### SHORT PROBLEM 1
Can you reproduce the beatmaking interview word for word, from "Fast forward to" up to and including "can only imagine."?
### SHORT PROBLEM 2
Will you resume the beatmaking interview from the point where it stops?

### DOCUMENT PASSAGE
Fast forward to this April when I had a gig with Louis Logic and he crashed at my pad that night. In the morning all of us were talking and I was showing everyone my studio when I mention the S950. Louis then stopped and said, "YOU'VE GOT LARGE PRO'S 950?!" "Yeah." "Yo, my friend was working with Large Pro and telling me about when he was going to sell it. Holy sh!t YOU'RE the person that got it!"
I only wonder what records I have in my collection that he made with it. I tried to contact him when myspace was the easy way to get in touch with artists and ask him what records he made with it, but never heard anything back. I can only imagine.
How do you approach beatmaking? Where do you start? Sample? Drums? I actually take a dump and eat half a box of Cheez-its before I start.
I go two ways, the sample or the drums, it just depends on my mood. I will say, usually it's easier if I start off with a sample I find and then add drums to compliment it. Sometimes I'll get some ill drums or sequence this HARD pattern but will take ages finding what samples I want to layer over it. Once I have the basics done, like I mentioned earlier, I'll then load it up into Acid and use that as a pseudo multitrack for recording. I'll then maybe chop it up a little more, add some more samples and throw on some cuts. And let me tell you, adding cuts is just as hard as finding the right sample to layer over some drums. I'll mentally go through my library to find exactly what I want the track to literally say. That's really something that's been missing from hip hop in the last few years, scratching. Now it seems, outside of Primo, DJs only yell over a song. And no diss to Serato, but now it's all about microwave/instant DJs in a box. Granted, there's still skill needed, but it's not like it was not too long ago when cats would practice on their cuts and blends for HOURS.
I actually did a track called "Process" for my as yet untitled project which I go from the record to the MPC and then reflect on how I used to do it when I was younger and how in many ways nothing's changed. My man Justanother DJ from the UK produced that track and I laid down the vocals and cuts.
(See Process track produced by STMB's Justanother DJ, cuts and vocals by Dawhud)
Process prod. Justanother DJ (cuts & vox by Dawhud) by Dawhud
Do you have a favorite year to find records (to sample) from? There's just something magical about '74 to '76 in my opinion. But the 80's are the light skinned n*ggas making a comeback!"
The 70's are always great, but for a long time I was all about early 60's symphonic records and big band music when I was finding my sound. Tracks like "From This Moment On," "World Premier" or "Inspiration" were done with symphonic orchestrated LPs, scores and jazz standards. Lately, I've really been diggin' some 70's soul because you can't go wrong with that, but I'm open to almost anything and everything.

### SUPPLIED MATERIAL

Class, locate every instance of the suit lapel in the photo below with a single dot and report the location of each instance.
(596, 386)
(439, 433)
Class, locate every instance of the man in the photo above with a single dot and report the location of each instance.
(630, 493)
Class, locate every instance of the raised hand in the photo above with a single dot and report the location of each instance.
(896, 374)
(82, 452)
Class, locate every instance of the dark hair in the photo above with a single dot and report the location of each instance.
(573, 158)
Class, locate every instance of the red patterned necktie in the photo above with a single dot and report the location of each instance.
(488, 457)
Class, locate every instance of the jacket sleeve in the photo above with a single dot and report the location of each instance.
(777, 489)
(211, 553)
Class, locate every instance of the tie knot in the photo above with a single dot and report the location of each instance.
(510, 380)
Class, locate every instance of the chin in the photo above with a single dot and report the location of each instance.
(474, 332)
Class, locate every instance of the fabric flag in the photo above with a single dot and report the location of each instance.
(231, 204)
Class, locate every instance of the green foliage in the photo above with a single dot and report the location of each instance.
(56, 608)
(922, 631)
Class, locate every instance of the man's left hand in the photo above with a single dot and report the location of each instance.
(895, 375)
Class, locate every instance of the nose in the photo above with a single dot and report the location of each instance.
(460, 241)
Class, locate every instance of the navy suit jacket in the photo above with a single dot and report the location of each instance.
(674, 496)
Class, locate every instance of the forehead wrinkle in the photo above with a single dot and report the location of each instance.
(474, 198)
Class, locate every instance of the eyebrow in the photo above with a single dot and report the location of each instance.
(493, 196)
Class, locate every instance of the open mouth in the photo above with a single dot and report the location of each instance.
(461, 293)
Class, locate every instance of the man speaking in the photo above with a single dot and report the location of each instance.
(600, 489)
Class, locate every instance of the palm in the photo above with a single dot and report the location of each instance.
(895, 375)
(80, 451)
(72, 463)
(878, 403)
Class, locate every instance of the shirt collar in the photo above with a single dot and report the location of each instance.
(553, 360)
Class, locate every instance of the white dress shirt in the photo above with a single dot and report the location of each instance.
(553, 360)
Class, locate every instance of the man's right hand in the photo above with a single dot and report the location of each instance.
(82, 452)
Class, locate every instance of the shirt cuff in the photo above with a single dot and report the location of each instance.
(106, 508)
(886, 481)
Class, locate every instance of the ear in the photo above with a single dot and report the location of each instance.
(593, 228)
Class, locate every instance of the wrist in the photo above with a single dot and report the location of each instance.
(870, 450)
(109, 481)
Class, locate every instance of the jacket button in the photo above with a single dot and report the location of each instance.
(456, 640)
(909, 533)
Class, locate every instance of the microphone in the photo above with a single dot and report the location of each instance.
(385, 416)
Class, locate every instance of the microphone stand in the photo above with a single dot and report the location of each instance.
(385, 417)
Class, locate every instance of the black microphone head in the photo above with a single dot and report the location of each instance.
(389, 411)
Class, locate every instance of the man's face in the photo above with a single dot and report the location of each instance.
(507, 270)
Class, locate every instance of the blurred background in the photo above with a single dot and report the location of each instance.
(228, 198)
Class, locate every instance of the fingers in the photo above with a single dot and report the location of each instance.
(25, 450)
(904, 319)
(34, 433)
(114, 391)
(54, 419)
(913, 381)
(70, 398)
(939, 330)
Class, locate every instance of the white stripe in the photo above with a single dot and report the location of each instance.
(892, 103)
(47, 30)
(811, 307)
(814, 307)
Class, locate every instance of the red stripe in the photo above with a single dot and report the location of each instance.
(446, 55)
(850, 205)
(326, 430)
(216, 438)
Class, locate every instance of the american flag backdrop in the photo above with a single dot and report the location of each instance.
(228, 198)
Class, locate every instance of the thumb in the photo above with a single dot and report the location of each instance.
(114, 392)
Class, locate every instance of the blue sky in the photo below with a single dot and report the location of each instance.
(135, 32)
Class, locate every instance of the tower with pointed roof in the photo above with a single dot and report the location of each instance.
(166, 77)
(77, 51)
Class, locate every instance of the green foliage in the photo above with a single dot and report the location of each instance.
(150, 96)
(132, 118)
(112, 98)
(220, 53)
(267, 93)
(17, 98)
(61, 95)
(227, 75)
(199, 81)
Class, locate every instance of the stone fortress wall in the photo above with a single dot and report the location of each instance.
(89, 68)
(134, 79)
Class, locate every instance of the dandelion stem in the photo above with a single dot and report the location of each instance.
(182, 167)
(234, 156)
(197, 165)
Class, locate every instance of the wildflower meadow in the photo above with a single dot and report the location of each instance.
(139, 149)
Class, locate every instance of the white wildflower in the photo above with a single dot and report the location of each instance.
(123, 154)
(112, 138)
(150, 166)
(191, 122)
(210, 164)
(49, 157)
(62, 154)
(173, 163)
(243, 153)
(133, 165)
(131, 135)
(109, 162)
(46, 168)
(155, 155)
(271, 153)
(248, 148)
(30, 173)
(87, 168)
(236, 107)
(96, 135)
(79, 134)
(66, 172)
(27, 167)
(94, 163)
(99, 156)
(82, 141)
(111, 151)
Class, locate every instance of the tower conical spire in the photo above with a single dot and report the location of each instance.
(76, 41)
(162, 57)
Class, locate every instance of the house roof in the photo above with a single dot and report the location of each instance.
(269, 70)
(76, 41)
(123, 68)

### EXERCISE OUTPUT 1
Fast forward to this April when I had a gig with Louis Logic and he crashed at my pad that night. In the morning all of us were talking and I was showing everyone my studio when I mention the S950. Louis then stopped and said, "YOU'VE GOT LARGE PRO'S 950?!" "Yeah." "Yo, my friend was working with Large Pro and telling me about when he was going to sell it. Holy sh!t YOU'RE the person that got it!"
I only wonder what records I have in my collection that he made with it. I tried to contact him when myspace was the easy way to get in touch with artists and ask him what records he made with it, but never heard anything back. I can only imagine.

### EXERCISE OUTPUT 2
Any particular genre you like the best? The least?
To expand on the last question... with those big band type of jazz records they had these great horn hits and I know a lot of people just write off that sound/genre, but there's some great sounds on those records. And due to how they recorded a lot of those songs back then, they have this dirty muted sound to them already. I think a lot of people dismiss all of that early jazz and big band music like how a lot of people didn't think about diggin' bossanova records until recently. Do I think it'll become the next "IT" with beat digging? No, but I think you should be open to everything, even country music. I've honestly found some ILL drumbreaks with bass lines on 70's country records. Hip hop is a hybrid of so many different genres of music that if you aren't fully open to a variety of styles, you can't fully enjoy digging/record collecting and hip hop period.
Any weird or crazy digging stories? I recently found a stash of records in a house that was surrounded by a nest of wasps. I killed every last one of ‘em to get at those records!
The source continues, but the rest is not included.